▶ What to work on
Let the line containing "Mark the region of each instance of the man's" serve as the first line of the answer and the final line of the entries as its last, with every line between copied exactly.

Source records
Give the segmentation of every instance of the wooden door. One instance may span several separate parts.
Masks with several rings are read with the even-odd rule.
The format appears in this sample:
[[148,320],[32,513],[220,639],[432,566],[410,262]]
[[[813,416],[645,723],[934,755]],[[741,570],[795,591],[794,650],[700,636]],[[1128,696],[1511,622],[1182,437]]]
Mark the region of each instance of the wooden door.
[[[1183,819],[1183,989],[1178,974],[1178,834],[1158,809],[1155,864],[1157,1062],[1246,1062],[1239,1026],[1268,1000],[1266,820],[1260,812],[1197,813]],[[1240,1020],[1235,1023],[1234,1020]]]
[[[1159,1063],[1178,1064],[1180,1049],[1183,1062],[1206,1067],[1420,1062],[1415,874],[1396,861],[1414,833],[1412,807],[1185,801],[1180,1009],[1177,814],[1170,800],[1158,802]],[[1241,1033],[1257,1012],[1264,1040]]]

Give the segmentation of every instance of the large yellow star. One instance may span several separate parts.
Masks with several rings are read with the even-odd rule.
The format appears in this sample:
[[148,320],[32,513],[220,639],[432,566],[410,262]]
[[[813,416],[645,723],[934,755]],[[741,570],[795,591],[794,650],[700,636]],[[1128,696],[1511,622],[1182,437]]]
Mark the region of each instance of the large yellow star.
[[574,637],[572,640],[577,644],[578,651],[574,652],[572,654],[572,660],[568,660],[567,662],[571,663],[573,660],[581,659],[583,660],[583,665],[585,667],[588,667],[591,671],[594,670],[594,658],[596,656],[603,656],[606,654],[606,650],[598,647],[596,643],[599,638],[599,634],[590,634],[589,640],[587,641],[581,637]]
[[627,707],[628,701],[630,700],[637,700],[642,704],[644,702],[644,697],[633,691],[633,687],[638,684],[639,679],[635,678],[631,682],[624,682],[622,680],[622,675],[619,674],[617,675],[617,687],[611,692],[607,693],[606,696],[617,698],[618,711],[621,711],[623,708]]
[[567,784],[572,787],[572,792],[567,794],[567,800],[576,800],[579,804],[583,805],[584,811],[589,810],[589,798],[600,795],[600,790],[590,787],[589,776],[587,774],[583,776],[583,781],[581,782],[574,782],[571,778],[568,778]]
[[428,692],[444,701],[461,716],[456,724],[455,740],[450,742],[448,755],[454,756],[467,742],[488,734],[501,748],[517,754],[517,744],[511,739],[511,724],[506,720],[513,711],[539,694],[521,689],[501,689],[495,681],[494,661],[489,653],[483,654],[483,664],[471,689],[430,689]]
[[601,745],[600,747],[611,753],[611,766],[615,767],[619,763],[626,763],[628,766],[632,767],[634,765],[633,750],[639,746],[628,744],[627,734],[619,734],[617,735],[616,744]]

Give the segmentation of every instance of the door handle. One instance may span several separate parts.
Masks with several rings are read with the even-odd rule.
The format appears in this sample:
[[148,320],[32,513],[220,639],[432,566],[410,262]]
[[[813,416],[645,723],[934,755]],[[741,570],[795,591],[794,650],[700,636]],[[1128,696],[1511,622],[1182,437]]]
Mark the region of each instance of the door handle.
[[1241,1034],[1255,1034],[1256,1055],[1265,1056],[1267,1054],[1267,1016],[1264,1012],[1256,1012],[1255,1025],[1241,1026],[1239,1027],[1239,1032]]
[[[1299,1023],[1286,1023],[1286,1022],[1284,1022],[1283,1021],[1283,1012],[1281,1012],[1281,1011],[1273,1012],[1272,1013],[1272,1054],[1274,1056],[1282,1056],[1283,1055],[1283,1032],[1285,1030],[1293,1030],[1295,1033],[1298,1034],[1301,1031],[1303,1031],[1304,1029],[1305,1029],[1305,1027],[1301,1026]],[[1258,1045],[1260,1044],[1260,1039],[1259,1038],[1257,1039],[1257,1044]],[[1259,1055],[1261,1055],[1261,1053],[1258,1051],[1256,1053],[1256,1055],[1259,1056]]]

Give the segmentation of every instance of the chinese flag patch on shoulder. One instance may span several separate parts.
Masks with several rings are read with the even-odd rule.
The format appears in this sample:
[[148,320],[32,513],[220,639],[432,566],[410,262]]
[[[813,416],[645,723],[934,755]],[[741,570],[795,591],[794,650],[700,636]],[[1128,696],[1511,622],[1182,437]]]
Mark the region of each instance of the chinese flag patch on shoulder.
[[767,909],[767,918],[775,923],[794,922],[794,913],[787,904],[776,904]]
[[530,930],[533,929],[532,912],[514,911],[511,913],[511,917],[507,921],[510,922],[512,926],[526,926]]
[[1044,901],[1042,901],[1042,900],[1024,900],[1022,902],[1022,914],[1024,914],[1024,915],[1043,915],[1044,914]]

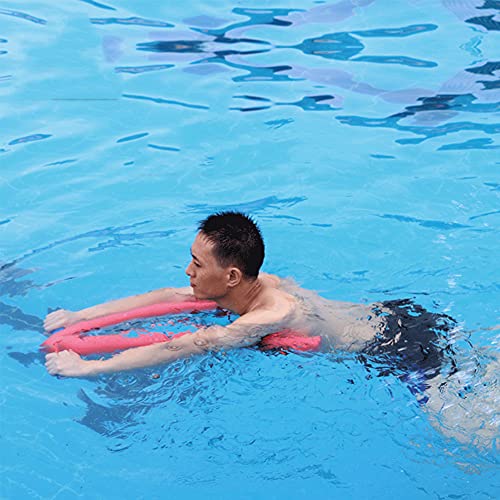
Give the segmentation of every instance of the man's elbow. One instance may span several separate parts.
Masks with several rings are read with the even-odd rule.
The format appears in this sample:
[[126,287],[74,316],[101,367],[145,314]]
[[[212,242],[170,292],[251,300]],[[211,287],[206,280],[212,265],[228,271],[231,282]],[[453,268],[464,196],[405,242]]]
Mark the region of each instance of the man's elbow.
[[174,359],[204,354],[212,350],[206,339],[195,335],[184,335],[162,344],[162,351]]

▶ Task output
Mark the region of each instance of the man's elbow.
[[174,359],[204,354],[212,350],[206,339],[195,335],[184,335],[162,344],[162,351]]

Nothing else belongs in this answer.